EXERCISE GOAL: Report every line below that contains the string "recliner", copying each such line in full. The match is case-sensitive.

[Collected data]
·····

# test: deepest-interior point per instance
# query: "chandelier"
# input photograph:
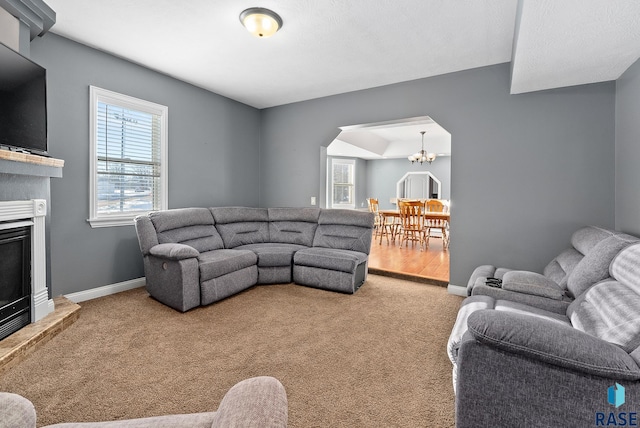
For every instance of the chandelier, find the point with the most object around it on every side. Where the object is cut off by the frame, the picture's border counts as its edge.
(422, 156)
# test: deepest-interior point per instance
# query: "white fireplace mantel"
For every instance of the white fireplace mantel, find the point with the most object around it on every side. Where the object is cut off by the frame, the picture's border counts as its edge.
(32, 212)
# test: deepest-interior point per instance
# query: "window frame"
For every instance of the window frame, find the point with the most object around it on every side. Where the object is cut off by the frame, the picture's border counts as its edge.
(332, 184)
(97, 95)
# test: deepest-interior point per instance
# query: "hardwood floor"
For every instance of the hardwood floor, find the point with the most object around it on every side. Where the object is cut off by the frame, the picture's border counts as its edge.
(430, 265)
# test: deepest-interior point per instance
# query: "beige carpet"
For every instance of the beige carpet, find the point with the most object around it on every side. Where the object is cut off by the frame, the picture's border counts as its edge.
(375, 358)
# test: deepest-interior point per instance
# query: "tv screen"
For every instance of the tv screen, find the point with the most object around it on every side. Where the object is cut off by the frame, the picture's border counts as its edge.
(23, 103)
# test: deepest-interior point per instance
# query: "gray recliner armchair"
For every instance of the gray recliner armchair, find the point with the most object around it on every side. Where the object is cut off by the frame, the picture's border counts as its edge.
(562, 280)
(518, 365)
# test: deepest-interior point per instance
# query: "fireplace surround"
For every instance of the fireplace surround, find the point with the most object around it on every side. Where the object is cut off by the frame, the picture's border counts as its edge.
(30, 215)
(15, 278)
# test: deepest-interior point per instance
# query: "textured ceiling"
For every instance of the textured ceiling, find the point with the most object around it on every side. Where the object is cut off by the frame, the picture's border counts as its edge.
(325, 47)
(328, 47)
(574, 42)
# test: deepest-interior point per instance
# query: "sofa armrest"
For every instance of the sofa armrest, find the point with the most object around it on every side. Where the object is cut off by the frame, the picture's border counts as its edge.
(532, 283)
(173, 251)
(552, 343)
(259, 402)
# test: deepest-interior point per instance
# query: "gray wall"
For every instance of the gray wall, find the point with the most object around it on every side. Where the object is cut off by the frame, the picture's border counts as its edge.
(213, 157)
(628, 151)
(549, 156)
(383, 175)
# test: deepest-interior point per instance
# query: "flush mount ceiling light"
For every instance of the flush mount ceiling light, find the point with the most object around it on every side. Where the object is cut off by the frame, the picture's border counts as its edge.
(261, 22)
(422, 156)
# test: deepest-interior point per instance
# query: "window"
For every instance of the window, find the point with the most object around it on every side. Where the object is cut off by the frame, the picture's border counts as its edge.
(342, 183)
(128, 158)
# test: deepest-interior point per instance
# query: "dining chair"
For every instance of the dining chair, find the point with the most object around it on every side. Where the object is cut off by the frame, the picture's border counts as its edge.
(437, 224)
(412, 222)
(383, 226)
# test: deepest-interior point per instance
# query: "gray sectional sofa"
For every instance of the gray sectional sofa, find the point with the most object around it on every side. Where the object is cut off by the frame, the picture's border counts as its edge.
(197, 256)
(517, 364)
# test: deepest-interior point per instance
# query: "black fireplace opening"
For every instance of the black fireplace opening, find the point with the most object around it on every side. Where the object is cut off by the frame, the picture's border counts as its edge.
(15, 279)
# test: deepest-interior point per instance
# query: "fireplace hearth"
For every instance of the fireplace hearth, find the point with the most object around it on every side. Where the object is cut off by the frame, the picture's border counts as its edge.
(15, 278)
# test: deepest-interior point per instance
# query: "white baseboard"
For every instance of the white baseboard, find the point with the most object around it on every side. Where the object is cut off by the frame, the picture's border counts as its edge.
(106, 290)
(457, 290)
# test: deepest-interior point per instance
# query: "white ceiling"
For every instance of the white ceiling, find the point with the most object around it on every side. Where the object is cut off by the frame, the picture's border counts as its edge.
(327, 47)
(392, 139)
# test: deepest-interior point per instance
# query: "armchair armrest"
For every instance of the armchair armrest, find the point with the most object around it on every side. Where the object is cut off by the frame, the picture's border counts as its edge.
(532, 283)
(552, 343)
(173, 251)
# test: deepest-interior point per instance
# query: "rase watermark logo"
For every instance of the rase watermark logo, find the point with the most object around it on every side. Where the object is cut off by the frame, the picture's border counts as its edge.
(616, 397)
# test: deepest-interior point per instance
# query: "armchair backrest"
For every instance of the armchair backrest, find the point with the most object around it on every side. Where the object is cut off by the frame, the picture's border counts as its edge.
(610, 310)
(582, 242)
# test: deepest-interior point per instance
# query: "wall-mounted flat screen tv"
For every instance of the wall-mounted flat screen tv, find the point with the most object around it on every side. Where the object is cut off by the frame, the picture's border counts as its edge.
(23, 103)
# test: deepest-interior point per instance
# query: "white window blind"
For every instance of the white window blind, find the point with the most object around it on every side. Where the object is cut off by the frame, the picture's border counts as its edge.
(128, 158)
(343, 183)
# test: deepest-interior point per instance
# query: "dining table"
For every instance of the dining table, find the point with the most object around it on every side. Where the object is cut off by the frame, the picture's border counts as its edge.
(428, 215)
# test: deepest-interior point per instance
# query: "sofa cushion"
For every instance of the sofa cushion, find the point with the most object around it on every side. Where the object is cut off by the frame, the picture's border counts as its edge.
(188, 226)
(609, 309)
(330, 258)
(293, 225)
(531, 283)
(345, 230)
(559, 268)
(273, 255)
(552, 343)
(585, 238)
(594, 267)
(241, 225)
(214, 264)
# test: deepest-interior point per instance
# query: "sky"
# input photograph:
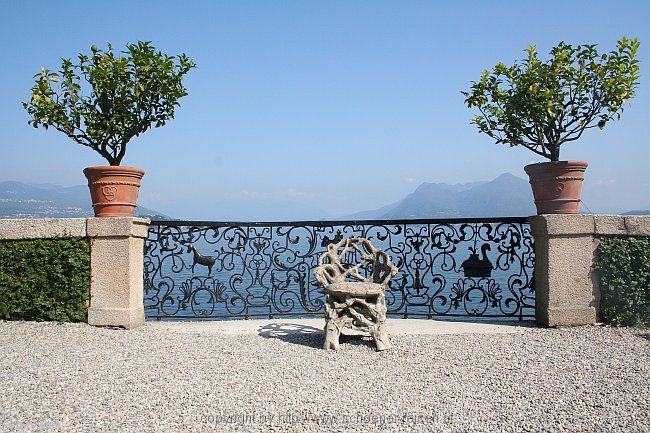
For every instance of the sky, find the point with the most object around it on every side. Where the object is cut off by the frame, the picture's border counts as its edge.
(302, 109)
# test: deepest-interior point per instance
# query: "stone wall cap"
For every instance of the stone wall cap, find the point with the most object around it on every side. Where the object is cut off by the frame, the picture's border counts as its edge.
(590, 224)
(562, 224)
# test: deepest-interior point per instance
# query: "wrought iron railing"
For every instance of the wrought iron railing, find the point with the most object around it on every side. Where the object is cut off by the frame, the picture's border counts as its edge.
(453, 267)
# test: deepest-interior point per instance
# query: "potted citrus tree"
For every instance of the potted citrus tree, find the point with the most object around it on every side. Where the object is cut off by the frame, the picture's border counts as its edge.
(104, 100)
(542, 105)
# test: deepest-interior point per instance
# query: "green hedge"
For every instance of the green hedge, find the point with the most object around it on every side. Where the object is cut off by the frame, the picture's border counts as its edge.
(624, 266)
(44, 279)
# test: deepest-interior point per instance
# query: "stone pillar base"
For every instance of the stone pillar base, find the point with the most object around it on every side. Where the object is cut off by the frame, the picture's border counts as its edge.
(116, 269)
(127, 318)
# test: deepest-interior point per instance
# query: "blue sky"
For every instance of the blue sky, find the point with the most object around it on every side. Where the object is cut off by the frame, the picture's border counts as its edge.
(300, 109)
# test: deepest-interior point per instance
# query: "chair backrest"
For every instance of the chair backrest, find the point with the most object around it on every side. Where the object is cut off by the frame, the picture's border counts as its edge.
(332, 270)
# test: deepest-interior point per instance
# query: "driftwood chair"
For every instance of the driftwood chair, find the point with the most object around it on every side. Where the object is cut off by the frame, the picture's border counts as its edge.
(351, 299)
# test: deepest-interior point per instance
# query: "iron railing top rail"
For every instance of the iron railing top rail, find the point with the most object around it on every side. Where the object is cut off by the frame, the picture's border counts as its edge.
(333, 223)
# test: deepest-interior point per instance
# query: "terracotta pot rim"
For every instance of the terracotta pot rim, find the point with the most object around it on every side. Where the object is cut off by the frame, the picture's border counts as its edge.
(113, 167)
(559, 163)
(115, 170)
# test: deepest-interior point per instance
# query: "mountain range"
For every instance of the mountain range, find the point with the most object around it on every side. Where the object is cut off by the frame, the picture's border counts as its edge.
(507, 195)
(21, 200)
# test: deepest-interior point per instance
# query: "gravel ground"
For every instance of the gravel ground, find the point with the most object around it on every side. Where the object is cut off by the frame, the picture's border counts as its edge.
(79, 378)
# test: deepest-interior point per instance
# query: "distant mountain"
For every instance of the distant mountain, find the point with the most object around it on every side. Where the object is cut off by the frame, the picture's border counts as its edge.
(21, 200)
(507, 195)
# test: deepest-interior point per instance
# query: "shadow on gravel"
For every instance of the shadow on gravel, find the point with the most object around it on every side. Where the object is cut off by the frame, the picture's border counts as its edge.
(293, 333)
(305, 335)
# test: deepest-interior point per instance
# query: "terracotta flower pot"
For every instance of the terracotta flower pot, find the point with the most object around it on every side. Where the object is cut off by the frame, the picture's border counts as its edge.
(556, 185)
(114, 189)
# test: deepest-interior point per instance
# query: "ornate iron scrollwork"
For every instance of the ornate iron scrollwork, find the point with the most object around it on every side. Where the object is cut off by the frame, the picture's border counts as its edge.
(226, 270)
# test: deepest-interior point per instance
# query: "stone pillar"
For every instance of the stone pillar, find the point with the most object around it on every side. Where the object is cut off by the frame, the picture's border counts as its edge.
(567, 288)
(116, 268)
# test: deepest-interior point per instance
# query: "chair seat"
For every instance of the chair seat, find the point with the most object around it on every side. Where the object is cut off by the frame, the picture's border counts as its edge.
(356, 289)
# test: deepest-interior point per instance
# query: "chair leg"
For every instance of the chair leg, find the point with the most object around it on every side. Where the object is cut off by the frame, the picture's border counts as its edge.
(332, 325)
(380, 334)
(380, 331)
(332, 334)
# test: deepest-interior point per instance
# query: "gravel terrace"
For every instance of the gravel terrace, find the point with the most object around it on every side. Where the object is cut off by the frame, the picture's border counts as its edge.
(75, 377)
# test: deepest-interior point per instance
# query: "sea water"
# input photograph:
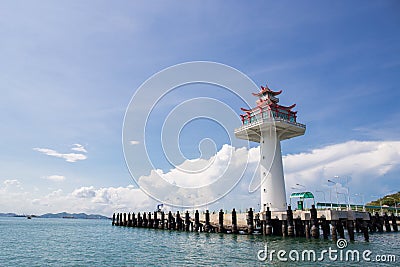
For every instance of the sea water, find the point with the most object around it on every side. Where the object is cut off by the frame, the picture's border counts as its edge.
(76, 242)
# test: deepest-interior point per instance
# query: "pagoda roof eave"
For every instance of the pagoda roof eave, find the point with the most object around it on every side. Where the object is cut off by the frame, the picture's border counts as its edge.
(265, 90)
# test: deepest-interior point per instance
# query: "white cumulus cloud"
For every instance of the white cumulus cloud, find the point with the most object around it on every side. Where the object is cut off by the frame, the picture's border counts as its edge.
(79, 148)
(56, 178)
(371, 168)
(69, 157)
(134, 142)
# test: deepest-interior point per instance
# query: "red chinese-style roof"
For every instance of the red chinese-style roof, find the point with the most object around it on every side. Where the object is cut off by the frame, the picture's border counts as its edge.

·····

REPLY TO THE TASK:
# query: "gray recliner armchair"
For every instance of the gray recliner armchair, find the point with the most object around it on every side. Where the object is cut off by the frame, the picture's border counts as its edge.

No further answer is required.